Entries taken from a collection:
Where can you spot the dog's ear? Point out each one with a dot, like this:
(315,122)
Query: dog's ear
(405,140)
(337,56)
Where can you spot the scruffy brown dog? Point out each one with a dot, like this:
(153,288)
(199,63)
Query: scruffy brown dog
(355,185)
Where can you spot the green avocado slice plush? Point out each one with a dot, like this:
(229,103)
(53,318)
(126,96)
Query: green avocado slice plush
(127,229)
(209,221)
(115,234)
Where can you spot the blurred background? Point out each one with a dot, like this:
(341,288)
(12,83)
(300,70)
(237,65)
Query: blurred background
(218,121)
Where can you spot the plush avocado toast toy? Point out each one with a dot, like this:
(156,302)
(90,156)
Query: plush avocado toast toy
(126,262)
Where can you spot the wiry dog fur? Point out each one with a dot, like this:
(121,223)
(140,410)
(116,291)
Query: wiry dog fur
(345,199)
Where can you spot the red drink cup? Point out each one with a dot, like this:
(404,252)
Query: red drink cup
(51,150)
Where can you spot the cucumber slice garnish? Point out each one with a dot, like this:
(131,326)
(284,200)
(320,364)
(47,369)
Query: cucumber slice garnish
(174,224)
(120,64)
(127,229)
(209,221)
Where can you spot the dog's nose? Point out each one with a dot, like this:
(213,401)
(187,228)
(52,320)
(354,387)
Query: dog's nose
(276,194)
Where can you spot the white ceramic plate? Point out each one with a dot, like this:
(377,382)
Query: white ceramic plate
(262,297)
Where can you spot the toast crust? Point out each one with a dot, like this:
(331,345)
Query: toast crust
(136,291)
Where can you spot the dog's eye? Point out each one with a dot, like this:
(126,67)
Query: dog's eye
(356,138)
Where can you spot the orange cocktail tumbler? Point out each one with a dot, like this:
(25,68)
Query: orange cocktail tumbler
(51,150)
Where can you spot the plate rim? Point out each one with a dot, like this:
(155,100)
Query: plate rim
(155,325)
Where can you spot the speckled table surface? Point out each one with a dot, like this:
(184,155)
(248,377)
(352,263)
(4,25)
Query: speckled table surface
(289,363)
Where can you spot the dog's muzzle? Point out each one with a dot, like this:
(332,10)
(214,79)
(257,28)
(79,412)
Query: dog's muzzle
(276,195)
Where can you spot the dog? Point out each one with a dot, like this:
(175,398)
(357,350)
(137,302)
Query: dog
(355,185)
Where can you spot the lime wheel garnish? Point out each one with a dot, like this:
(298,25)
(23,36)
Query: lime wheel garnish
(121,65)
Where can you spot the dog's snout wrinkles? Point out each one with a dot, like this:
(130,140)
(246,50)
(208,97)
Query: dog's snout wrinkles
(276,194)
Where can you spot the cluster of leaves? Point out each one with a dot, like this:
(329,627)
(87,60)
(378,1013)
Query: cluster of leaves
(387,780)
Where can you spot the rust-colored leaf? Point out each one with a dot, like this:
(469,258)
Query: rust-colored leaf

* **Description of the task**: The records above need copying. Do it exactly.

* **Result**:
Where can you spot the dog's ear? Point out each one with a dot, like this:
(315,122)
Query: dog's ear
(405,140)
(337,56)
Where can you spot the scruffy brown dog? Point out each one with a dot, like this:
(153,288)
(199,63)
Query: scruffy brown dog
(355,185)
Where can you spot the green avocado slice plush? Point out each one with a dot, like this:
(229,103)
(53,318)
(126,96)
Query: green avocado slice plush
(127,229)
(209,221)
(115,234)
Where can you spot the blurred background? Point out each one with a dot, like this:
(341,288)
(12,83)
(300,70)
(237,65)
Query: blurred background
(218,121)
Where can you spot the plush avocado toast toy? Point out each one with a dot, like this:
(156,302)
(90,156)
Query: plush avocado toast toy
(126,262)
Where can you spot the wiry dog fur? Point out each one with a dot, like this:
(121,223)
(140,410)
(116,291)
Query: wiry dog fur
(345,199)
Where can you spot the red drink cup? Point out each one with a dot, like this:
(404,252)
Query: red drink cup
(51,150)
Where can you spot the cucumber slice garnish? Point out each one with a dot, like this:
(131,326)
(284,200)
(320,364)
(47,369)
Query: cucumber slice garnish
(174,224)
(120,64)
(127,229)
(209,221)
Where can you spot the dog's nose? Point out each one with a dot, like this:
(213,401)
(187,228)
(52,320)
(354,387)
Query: dog's nose
(276,194)
Where can you spot the white ceramic plate? Point out each one with a dot, like this:
(377,382)
Query: white ceramic plate
(262,297)
Where can you spot the toast crust? Point out each one with a dot, like this:
(331,345)
Query: toast crust
(136,291)
Where can you spot the dog's eye? Point out each one with a dot, like this:
(126,67)
Query: dog's eye
(356,138)
Where can you spot the orange cocktail tumbler? Point out each one with a dot, like this:
(25,68)
Query: orange cocktail tumbler
(51,150)
Where can you spot the plate rim? Point out each one with a dot, like this:
(155,100)
Query: plate rim
(155,325)
Where can you spot the speckled table surface? Point out each one with a dot, like this:
(184,155)
(248,377)
(352,263)
(4,25)
Query: speckled table surface
(289,363)
Where can you spot the dog's muzzle? Point out each one with a dot, like this:
(332,10)
(214,79)
(257,28)
(79,412)
Query: dog's muzzle
(276,195)
Where can you spot the dog? Point out each one with a dot, like this:
(175,398)
(357,350)
(137,302)
Query: dog
(355,185)
Where can you spot the lime wheel garnish? Point out each one with a dot, like this:
(298,25)
(23,36)
Query: lime wheel garnish
(121,65)
Where can you spot the dog's snout wrinkles? Point out each one with a dot, like this:
(130,140)
(246,50)
(208,97)
Query: dog's snout wrinkles
(276,194)
Where can you spot the cluster of leaves? Point out each one with a dot, like this:
(329,627)
(87,60)
(378,1013)
Query: cluster of leaves
(387,780)
Where can you spot the rust-colored leaf? Point out each one with a dot, like this:
(469,258)
Query: rust-colored leaf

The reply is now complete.